- Aim -
Starting with the line that contains "sky in the photo below" and going on through the end of the records, write those lines out again, replacing "tiled roof" with "slate roof" and leaving everything else unchanged.

- Data to process -
-=-=-=-=-
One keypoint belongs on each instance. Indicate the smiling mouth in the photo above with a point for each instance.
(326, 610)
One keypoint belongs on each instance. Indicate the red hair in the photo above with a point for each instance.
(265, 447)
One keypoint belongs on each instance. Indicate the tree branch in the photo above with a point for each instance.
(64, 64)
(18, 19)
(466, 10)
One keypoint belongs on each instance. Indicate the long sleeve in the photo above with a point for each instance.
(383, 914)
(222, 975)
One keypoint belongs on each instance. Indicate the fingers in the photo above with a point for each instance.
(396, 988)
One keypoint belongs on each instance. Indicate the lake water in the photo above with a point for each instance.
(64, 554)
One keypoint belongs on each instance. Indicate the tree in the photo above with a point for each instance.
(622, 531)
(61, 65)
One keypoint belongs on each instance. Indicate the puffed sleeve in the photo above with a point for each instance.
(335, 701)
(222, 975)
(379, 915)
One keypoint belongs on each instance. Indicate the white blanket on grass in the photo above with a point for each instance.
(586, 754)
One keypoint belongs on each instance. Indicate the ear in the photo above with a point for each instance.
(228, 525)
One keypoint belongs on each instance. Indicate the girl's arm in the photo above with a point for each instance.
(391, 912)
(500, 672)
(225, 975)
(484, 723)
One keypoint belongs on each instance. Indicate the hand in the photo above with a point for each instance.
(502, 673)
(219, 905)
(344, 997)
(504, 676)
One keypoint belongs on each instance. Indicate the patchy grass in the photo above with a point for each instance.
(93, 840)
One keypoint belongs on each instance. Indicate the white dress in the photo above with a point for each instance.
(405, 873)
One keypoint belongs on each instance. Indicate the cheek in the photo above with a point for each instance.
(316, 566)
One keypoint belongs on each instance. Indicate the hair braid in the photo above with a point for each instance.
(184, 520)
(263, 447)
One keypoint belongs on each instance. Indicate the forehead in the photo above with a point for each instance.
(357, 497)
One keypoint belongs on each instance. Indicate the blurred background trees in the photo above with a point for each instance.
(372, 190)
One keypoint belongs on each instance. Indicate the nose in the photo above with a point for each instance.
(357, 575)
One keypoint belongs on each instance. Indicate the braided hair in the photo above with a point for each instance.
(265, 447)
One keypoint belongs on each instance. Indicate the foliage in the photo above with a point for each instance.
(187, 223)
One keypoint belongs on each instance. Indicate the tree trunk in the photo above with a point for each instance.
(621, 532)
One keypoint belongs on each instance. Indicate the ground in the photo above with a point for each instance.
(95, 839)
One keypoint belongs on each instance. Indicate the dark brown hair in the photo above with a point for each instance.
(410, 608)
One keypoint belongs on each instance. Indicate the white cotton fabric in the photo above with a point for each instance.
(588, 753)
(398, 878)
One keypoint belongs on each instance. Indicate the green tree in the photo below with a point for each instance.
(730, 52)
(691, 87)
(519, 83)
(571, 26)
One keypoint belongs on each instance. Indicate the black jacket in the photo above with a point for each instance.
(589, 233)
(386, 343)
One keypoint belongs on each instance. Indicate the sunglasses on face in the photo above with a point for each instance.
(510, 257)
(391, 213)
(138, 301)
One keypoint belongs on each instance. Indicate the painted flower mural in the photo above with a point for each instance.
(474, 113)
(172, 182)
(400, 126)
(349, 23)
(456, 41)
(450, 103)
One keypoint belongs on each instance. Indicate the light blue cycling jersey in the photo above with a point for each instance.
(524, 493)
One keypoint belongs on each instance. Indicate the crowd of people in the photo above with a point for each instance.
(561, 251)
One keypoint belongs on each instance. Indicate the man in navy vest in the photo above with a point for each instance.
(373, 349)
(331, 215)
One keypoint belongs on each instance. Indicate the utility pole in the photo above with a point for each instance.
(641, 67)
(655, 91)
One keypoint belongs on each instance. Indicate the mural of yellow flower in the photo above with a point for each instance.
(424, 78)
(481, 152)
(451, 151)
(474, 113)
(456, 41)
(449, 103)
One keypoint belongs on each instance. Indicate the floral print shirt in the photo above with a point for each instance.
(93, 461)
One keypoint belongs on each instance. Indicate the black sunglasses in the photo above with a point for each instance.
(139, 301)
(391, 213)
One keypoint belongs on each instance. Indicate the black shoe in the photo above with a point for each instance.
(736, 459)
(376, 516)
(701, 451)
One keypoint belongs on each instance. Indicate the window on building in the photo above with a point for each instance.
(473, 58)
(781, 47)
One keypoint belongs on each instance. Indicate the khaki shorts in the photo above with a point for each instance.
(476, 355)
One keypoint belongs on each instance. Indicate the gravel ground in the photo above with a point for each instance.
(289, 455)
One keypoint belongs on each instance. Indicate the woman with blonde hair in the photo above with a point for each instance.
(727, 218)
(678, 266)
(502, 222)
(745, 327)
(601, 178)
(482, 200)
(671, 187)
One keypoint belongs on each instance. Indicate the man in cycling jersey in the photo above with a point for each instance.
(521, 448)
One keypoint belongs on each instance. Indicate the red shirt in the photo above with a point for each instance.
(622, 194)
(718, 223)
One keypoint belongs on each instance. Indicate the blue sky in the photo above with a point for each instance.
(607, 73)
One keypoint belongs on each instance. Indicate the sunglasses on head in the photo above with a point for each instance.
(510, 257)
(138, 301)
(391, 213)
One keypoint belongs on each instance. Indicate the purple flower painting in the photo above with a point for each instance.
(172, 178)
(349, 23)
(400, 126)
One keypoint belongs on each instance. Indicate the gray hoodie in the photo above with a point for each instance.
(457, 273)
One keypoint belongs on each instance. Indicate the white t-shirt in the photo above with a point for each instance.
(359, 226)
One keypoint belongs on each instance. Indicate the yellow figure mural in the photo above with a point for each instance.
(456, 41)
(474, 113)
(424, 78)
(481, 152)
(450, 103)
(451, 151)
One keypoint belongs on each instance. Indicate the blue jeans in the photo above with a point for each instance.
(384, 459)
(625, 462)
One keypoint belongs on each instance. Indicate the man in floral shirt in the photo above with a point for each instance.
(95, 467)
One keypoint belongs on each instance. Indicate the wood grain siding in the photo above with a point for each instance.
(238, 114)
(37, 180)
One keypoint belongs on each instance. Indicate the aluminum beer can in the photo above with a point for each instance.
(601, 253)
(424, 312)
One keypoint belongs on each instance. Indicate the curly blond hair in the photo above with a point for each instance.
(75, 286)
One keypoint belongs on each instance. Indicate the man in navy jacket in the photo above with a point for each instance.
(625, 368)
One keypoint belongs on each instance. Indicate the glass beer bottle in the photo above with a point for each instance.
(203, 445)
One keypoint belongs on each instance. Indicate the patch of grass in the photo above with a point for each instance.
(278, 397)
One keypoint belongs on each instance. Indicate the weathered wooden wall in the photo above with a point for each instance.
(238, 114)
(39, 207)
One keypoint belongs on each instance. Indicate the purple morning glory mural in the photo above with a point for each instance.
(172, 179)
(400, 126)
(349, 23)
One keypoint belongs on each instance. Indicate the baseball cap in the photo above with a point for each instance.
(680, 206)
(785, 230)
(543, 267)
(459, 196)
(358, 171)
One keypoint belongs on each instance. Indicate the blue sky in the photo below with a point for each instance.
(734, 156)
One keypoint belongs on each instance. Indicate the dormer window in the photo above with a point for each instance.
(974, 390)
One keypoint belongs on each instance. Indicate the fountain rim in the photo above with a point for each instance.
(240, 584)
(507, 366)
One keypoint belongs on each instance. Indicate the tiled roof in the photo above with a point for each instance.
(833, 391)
-=-=-=-=-
- Response to the task -
One keypoint belongs on each instance. Indicate the blue sky in the photo below with a point for each instance.
(734, 156)
One keypoint belongs on each instance. Indicate the dormer window in the photo above with a point for each instance.
(974, 390)
One keypoint belongs on each instance. Indicate the fountain rim in the photo above with a point for each instance.
(240, 584)
(507, 366)
One keypoint belongs on each instance. Indicate the slate roof in the photo above with a point for each instance.
(833, 391)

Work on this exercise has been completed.